#### CONSIGNE
D'après l'extrait sur le « Made in Germany », en quelle année les Britanniques adoptent-ils le « Merchandise Marks Act » ?

#### EXTRAIT SOURCE
Ces tactiques montrent comment l’Allemagne du IIème Reich a utilisé une combinaison de progrès technologiques et de manœuvres réglementaires et économiques pour consolider sa position de puissance industrielle montante. En tirant parti de l’innovation technologique pour réduire les coûts de production et en mettant en œuvre des politiques économiques stratégiques pour protéger et promouvoir ses industries à l’échelle nationale et internationale, l’Allemagne a réussi à transformer ses capacités industrielles en un levier de puissance économique et de compétitivité sur le marché mondial.
Le « Made In Germany » ; du piège… à l’atout
Face à la menace économique allemande, les britannique répondent avec le « Merchandise Marks Act » en 1887. Désormais le label « Made in Germany » est obligatoirement apposé sur les produits allemands. À cette époque, ces derniers étaient souvent vus comme des imitations bon marché des innovations britanniques, notamment dans des secteurs clés tels que la sidérurgie et la métallurgie. Cette perception était en partie due à la stratégie des industriels allemands de l’époque qui, confrontés à une concurrence intense, avaient opté pour la reproduction à moindre coût de produits étrangers afin de gagner des parts de marché à l’international. Le label était donc perçu comme un moyen de mettre en garde les consommateurs contre ces produits de moindre qualité, en espérant les dissuader de les acheter.

#### MATÉRIEL

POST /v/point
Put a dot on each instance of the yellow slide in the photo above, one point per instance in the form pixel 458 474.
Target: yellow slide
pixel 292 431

#### BONNE RÉPONSE
En 1887.